RECORDS FOR THE EXERCISE -
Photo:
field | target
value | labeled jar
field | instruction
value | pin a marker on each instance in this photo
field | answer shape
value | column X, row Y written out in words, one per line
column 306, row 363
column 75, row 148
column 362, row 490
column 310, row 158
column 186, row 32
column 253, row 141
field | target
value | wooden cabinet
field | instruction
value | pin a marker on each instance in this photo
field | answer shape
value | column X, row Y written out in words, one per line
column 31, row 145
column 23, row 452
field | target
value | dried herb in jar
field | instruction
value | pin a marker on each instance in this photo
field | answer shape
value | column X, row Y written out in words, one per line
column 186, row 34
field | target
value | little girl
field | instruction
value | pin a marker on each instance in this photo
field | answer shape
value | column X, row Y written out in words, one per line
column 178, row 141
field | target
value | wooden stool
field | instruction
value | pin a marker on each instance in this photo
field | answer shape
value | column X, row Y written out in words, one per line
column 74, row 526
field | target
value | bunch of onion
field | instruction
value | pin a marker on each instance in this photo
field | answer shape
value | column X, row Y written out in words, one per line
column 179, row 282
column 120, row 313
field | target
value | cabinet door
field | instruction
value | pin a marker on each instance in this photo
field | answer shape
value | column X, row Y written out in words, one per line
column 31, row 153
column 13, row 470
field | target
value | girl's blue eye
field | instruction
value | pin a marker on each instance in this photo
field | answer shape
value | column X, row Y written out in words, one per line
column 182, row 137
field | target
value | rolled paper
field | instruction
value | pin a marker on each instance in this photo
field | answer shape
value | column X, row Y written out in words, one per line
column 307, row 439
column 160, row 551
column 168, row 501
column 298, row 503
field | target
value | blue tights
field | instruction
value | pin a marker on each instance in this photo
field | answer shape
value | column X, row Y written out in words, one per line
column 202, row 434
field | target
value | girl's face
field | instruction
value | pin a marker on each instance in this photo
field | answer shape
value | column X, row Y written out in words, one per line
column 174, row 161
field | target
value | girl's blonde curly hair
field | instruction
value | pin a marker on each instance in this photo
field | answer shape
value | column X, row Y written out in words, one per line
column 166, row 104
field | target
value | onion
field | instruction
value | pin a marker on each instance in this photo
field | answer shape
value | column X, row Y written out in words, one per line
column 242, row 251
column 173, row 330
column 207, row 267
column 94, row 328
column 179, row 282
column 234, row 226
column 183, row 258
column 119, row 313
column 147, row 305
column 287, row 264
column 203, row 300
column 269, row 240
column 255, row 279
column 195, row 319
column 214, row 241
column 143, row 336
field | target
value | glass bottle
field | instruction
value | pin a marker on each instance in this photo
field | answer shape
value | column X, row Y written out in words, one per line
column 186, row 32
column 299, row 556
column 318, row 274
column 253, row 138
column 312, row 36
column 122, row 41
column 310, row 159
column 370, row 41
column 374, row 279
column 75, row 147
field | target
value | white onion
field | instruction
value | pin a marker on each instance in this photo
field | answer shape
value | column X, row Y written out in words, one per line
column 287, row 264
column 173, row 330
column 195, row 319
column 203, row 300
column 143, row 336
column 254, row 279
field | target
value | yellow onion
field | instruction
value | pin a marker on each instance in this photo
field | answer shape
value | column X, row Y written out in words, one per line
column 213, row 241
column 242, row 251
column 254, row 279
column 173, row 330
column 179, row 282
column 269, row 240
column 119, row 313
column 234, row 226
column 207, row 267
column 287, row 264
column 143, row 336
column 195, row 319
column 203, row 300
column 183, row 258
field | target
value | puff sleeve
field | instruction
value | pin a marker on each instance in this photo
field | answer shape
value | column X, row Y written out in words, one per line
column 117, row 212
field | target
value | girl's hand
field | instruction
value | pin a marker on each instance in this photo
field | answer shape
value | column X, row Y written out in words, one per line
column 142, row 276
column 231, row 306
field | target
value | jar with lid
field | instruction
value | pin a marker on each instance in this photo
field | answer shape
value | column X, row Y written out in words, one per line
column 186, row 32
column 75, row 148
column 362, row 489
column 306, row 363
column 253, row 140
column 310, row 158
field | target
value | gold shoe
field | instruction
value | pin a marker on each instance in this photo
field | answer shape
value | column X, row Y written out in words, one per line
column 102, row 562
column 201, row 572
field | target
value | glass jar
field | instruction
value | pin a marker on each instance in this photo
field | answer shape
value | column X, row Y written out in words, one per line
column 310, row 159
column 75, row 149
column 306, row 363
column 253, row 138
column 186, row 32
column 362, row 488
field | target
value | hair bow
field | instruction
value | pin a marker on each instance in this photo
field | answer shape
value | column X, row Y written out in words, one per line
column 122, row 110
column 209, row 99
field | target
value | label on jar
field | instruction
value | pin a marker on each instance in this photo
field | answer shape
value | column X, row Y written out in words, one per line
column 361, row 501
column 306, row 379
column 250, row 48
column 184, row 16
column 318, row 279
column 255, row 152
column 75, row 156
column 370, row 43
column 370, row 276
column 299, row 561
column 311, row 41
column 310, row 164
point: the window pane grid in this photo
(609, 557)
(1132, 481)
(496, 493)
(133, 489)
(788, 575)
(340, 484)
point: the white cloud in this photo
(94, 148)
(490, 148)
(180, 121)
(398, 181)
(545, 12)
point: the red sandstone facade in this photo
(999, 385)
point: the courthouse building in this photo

AIM - Each line of the listing should be echoed back exactly.

SOLUTION -
Photo:
field | target
value | labeled jar
field | instruction
value | pin a marker on each instance in this photo
field | answer shape
value | column X, row Y written out in words, one per line
column 306, row 363
column 75, row 148
column 362, row 490
column 310, row 158
column 186, row 32
column 253, row 141
field | target
value | wooden cabinet
field | instruction
value | pin a marker on each instance in this photo
field | answer shape
value | column X, row Y written out in words, one per line
column 31, row 145
column 23, row 452
field | target
value | dried herb in jar
field | instruction
value | pin a marker on each instance in this photo
field | answer shape
value | column X, row Y written out in words, one per line
column 186, row 34
field | target
value | little girl
field | instruction
value | pin a marker on each instance in this photo
field | answer shape
value | column X, row Y written out in words, one per line
column 178, row 141
field | target
value | wooden stool
field | instruction
value | pin a marker on each instance in this photo
field | answer shape
value | column X, row Y written out in words, one per line
column 74, row 526
field | target
value | bunch of onion
field | instruction
value | pin a marker on each instance in this photo
field | answer shape
value | column X, row Y written out in words, one per line
column 179, row 282
column 120, row 313
field | target
value | cabinet door
field | instruction
value | pin a marker on each instance in this photo
field | answer shape
value | column X, row Y written out in words, one per line
column 31, row 153
column 13, row 470
field | target
value | girl's blue eye
field | instruction
value | pin a marker on each instance in this photo
field | answer shape
value | column X, row Y written out in words, one per line
column 182, row 137
field | target
value | rolled paper
field | instruction
value | pin a marker on each instance in this photo
field | answer shape
value | column X, row Y written out in words, one per line
column 307, row 439
column 160, row 551
column 168, row 501
column 298, row 503
field | target
value | blue tights
field | instruction
value | pin a marker on each instance in this photo
field | answer shape
value | column X, row Y written out in words, one per line
column 202, row 434
field | target
value | girl's face
field | instruction
value | pin a marker on each instance in this photo
field | answer shape
value | column X, row Y written out in words, one per line
column 174, row 161
field | target
value | girl's blonde curly hair
field | instruction
value | pin a marker on each instance in this photo
field | answer shape
value | column X, row Y written out in words, one per line
column 166, row 104
field | target
value | onion
field | instruction
value | pin a marker on each instance in this photo
field | answer shape
value | column X, row Y written out in words, one per line
column 242, row 251
column 173, row 330
column 207, row 267
column 94, row 328
column 179, row 282
column 234, row 226
column 183, row 258
column 119, row 313
column 147, row 305
column 287, row 264
column 203, row 300
column 269, row 240
column 255, row 279
column 195, row 319
column 214, row 241
column 143, row 336
field | target
value | glass bottle
field | instruction
value | pin a marker on each instance in this photo
field | answer shape
value | column X, row Y written out in words, one per line
column 186, row 32
column 299, row 556
column 318, row 274
column 253, row 138
column 312, row 36
column 122, row 41
column 310, row 159
column 370, row 41
column 374, row 279
column 75, row 147
field | target
value | white onion
field | instruction
value | pin a marker on each instance in this photo
field | answer shape
value | column X, row Y written out in words, one per line
column 287, row 264
column 173, row 330
column 195, row 319
column 203, row 300
column 143, row 336
column 254, row 279
field | target
value | yellow onion
field | instruction
value | pin a marker on each instance in this photo
field | answer shape
value | column X, row Y written out in words, one per line
column 213, row 241
column 242, row 251
column 254, row 279
column 173, row 330
column 179, row 282
column 269, row 240
column 119, row 313
column 234, row 226
column 207, row 267
column 287, row 264
column 143, row 336
column 195, row 319
column 203, row 300
column 183, row 258
field | target
value | puff sleeve
field | instruction
value | pin a marker on each instance in this photo
field | answer shape
value | column X, row Y written out in words, one per line
column 117, row 212
field | target
value | girl's hand
field | instruction
value | pin a marker on each instance in this photo
field | answer shape
value | column X, row Y written out in words, one per line
column 142, row 276
column 231, row 306
field | target
value | jar with lid
field | instruction
value | pin a marker on each instance in this photo
field | answer shape
value | column X, row Y written out in words, one per line
column 186, row 32
column 75, row 148
column 362, row 489
column 306, row 363
column 253, row 140
column 310, row 158
field | target
value | gold shoe
field | instruction
value | pin a marker on each instance in this photo
field | answer shape
value | column X, row Y written out in words, one per line
column 102, row 562
column 201, row 572
field | target
value | glass jar
field | instruction
value | pin a marker on each instance in this photo
field | answer shape
value | column X, row Y written out in words, one per line
column 310, row 159
column 75, row 149
column 306, row 363
column 253, row 138
column 186, row 32
column 362, row 488
field | target
value | hair bow
field | instruction
value | pin a marker on each instance in this photo
field | answer shape
value | column X, row Y written out in words, one per line
column 122, row 110
column 209, row 99
field | target
value | label on jar
field | instruction
value | pin a marker on each instance in this photo
field | answer shape
value | column X, row Y written out in words, one per line
column 361, row 501
column 306, row 379
column 250, row 48
column 184, row 16
column 318, row 279
column 255, row 152
column 75, row 156
column 370, row 43
column 370, row 276
column 299, row 561
column 311, row 41
column 310, row 164
point: the window pane grid in this photo
(609, 557)
(1132, 481)
(496, 493)
(133, 489)
(788, 575)
(340, 484)
point: the white cloud in this photo
(94, 148)
(490, 148)
(180, 121)
(398, 181)
(545, 12)
point: the red sandstone facade in this photo
(999, 385)
point: the courthouse building in this photo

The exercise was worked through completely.